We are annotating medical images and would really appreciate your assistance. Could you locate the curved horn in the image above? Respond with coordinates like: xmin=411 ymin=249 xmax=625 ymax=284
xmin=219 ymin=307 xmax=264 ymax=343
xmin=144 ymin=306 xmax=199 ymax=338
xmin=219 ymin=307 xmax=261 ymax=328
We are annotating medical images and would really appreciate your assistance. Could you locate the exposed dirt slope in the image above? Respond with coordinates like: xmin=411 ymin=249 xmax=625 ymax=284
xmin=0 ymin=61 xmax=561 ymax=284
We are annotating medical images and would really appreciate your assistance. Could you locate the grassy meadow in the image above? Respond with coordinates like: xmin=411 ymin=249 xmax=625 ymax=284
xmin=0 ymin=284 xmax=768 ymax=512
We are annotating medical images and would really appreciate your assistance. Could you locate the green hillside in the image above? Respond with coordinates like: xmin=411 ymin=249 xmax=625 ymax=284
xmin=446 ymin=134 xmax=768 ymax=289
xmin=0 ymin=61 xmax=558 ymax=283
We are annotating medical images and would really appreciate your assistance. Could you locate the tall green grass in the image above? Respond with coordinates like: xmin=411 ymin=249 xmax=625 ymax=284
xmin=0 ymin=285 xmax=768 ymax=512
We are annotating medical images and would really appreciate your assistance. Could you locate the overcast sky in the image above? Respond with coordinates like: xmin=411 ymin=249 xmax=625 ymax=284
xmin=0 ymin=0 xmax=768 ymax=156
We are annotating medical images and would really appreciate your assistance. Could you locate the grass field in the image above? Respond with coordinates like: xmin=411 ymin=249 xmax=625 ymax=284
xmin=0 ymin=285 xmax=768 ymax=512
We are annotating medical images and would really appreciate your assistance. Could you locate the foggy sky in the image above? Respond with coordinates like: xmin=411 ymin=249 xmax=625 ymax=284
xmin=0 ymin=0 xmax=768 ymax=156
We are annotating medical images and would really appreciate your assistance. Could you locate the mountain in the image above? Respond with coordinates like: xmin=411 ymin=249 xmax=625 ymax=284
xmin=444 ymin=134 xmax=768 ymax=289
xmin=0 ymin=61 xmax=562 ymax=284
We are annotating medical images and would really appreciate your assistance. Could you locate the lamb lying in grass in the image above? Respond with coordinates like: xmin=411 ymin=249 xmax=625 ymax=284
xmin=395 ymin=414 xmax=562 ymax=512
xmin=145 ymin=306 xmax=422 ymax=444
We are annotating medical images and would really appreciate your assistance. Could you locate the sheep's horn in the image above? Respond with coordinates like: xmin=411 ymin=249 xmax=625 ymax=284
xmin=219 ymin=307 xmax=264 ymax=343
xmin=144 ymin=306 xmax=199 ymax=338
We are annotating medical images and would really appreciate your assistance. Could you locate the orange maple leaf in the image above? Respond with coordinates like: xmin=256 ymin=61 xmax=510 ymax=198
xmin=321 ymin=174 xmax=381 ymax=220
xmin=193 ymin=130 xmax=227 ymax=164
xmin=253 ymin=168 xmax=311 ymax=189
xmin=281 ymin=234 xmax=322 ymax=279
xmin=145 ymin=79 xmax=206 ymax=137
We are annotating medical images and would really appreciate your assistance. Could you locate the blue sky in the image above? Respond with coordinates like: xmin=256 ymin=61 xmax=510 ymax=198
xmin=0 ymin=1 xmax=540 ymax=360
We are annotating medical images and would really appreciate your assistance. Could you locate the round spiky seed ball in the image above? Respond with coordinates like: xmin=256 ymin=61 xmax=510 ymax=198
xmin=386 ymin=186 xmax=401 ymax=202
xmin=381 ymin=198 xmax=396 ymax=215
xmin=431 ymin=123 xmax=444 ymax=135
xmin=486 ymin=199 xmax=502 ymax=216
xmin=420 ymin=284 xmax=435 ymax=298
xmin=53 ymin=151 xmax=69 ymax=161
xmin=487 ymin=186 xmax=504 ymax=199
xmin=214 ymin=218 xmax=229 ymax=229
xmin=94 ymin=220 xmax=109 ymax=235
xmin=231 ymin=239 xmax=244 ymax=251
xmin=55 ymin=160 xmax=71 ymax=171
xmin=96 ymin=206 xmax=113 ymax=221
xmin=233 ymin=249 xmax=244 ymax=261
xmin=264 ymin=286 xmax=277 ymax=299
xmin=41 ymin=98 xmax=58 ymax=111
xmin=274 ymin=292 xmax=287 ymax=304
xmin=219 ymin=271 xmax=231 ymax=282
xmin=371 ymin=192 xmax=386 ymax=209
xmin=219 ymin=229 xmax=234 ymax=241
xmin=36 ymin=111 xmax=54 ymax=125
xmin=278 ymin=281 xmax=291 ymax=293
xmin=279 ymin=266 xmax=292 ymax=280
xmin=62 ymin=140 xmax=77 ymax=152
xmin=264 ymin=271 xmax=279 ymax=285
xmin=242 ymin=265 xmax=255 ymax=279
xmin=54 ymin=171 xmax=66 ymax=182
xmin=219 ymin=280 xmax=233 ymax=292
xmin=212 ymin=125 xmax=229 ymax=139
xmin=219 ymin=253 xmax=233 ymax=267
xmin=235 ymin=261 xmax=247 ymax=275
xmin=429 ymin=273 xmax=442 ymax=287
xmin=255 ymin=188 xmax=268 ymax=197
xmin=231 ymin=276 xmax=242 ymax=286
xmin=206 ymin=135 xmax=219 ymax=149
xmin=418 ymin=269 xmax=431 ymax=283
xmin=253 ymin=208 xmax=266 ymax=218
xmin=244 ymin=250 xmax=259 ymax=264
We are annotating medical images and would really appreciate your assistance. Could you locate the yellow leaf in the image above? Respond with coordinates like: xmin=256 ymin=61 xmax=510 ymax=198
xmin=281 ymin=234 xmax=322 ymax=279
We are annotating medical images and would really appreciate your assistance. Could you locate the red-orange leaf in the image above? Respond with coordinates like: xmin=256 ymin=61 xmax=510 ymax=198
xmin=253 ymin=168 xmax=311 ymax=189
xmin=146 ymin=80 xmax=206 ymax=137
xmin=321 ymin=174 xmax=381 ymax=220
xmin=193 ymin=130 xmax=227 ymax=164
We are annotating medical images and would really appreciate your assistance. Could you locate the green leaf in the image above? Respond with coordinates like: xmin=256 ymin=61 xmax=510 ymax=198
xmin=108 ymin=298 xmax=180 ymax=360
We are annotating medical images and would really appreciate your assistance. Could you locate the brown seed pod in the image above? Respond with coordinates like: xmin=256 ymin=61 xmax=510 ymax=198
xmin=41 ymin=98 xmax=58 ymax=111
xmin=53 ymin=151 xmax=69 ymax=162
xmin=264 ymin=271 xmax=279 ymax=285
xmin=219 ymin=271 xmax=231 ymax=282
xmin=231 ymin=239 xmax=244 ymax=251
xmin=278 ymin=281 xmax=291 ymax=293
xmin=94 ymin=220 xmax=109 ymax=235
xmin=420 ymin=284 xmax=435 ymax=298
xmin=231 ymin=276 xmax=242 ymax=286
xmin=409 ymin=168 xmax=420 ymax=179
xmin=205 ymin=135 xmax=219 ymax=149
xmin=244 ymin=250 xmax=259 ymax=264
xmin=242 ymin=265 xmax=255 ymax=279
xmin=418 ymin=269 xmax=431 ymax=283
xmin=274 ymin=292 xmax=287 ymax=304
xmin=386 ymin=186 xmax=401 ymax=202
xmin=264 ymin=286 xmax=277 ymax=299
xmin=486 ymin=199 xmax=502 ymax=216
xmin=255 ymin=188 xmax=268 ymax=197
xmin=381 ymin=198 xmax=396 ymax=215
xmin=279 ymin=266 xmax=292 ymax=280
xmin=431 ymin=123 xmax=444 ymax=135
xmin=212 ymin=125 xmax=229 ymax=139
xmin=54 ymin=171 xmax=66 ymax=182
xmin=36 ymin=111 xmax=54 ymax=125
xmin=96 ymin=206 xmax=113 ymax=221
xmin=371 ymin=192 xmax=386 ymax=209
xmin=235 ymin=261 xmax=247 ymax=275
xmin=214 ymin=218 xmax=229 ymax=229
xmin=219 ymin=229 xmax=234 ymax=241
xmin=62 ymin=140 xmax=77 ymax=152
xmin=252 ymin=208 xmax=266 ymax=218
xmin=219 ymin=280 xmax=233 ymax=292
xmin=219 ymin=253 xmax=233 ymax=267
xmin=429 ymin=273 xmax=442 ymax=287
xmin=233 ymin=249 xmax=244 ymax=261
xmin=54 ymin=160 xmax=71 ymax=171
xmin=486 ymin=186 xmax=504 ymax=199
◇ ◇ ◇
What is required:
Lay out the data starting at the line that contains "locate the blue" and ending at the line that contains "xmin=0 ymin=1 xmax=540 ymax=360" as a two-column CSV with the headers text and bbox. Each row should pair a line's wording with the coordinates that answer it, with each field in double quotes and any line breaks replaced by spaces.

Written solution:
text,bbox
"We are annotating medical images and would really appreciate your assistance. Could you locate the blue sky in the image above? Respond with coordinates like: xmin=256 ymin=61 xmax=510 ymax=198","xmin=0 ymin=1 xmax=540 ymax=360"